_Work to be completed_. Reproduce the data from the line containing "target: <item>stone column</item>" through the line containing "53L238 53L238 47L239", substituting "stone pillar" for "stone column" and leaving everything else unchanged.

_Material shown_.
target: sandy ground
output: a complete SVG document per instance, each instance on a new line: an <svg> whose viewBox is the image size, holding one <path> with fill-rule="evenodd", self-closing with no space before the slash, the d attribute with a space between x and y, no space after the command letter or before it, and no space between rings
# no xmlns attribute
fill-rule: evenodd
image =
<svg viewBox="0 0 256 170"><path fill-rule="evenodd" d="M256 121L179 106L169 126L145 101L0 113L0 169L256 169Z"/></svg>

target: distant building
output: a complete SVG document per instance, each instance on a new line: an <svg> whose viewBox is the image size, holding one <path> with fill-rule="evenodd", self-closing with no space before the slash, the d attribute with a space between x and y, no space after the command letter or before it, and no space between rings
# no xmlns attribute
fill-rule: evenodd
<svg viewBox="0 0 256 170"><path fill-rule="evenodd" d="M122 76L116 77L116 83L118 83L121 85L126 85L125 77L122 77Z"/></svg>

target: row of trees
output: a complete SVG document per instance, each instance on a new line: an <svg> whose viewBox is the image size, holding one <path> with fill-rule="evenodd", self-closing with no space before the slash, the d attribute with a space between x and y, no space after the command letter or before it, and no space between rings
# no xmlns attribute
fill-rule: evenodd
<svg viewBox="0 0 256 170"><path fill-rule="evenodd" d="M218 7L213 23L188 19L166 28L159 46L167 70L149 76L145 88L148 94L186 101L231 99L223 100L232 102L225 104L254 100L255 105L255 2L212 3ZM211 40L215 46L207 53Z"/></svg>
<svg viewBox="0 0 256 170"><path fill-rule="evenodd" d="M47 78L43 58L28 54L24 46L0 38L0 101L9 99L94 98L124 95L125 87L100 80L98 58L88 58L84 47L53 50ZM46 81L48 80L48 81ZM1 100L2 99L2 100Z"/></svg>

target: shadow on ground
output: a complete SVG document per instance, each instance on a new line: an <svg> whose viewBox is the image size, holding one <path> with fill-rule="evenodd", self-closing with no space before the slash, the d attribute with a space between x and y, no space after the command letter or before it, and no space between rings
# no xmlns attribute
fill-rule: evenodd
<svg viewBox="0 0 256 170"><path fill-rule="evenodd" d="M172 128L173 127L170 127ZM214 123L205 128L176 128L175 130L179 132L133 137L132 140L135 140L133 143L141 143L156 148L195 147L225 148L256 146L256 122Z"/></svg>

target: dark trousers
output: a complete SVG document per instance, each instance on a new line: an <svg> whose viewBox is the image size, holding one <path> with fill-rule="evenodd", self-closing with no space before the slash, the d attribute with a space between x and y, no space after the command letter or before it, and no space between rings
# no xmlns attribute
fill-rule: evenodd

...

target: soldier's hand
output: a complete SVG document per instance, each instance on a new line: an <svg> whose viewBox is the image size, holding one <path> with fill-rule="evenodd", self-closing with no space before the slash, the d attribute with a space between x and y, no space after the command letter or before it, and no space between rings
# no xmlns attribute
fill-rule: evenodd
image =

==

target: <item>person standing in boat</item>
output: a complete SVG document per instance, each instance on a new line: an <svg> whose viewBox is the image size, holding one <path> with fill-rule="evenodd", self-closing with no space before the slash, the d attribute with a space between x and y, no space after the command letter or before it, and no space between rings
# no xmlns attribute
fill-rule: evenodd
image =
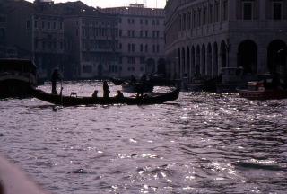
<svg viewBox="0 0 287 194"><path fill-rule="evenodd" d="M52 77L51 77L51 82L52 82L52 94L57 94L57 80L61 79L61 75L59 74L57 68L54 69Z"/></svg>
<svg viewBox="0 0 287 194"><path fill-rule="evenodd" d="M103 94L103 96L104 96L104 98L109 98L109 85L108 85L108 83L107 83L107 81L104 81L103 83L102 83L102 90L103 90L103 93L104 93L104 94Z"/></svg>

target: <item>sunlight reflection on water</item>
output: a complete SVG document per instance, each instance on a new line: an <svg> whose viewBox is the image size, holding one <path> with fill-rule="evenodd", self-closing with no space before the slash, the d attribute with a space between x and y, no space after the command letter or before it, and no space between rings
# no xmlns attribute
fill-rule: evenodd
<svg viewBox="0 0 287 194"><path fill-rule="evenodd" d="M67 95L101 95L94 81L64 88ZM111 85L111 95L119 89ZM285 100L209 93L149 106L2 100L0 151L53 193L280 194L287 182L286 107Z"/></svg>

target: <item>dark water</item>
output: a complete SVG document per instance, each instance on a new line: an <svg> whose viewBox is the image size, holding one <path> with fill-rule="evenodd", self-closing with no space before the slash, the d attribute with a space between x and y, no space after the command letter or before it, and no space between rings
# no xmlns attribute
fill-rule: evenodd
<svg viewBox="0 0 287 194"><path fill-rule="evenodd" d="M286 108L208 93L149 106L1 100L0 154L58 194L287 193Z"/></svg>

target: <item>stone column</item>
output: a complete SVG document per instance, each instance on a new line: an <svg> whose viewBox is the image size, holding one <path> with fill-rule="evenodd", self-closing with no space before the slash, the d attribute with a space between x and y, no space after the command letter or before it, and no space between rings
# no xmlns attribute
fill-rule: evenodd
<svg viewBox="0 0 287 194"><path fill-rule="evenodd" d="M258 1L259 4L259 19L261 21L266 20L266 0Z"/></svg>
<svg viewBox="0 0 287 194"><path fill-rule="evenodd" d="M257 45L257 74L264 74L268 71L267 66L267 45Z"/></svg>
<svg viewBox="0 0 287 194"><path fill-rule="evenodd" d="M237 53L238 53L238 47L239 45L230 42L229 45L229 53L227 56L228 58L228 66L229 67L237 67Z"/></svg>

_In response_.
target: <item>stone pillar</item>
output: a complete SVG document per instance, each instance on a new line: an <svg> whose viewBox is the image size, holding one <path> with fill-rule="evenodd", self-closing with no space before the slash, the d attribute with a space between x and y, no space after the command letter or before it, and no space between rings
# no xmlns attribute
fill-rule: evenodd
<svg viewBox="0 0 287 194"><path fill-rule="evenodd" d="M258 1L259 4L259 19L261 21L266 20L266 0Z"/></svg>
<svg viewBox="0 0 287 194"><path fill-rule="evenodd" d="M257 45L257 74L264 74L268 71L267 66L267 45Z"/></svg>
<svg viewBox="0 0 287 194"><path fill-rule="evenodd" d="M237 53L238 53L238 47L239 45L230 42L229 45L229 53L227 56L228 58L228 66L229 67L237 67Z"/></svg>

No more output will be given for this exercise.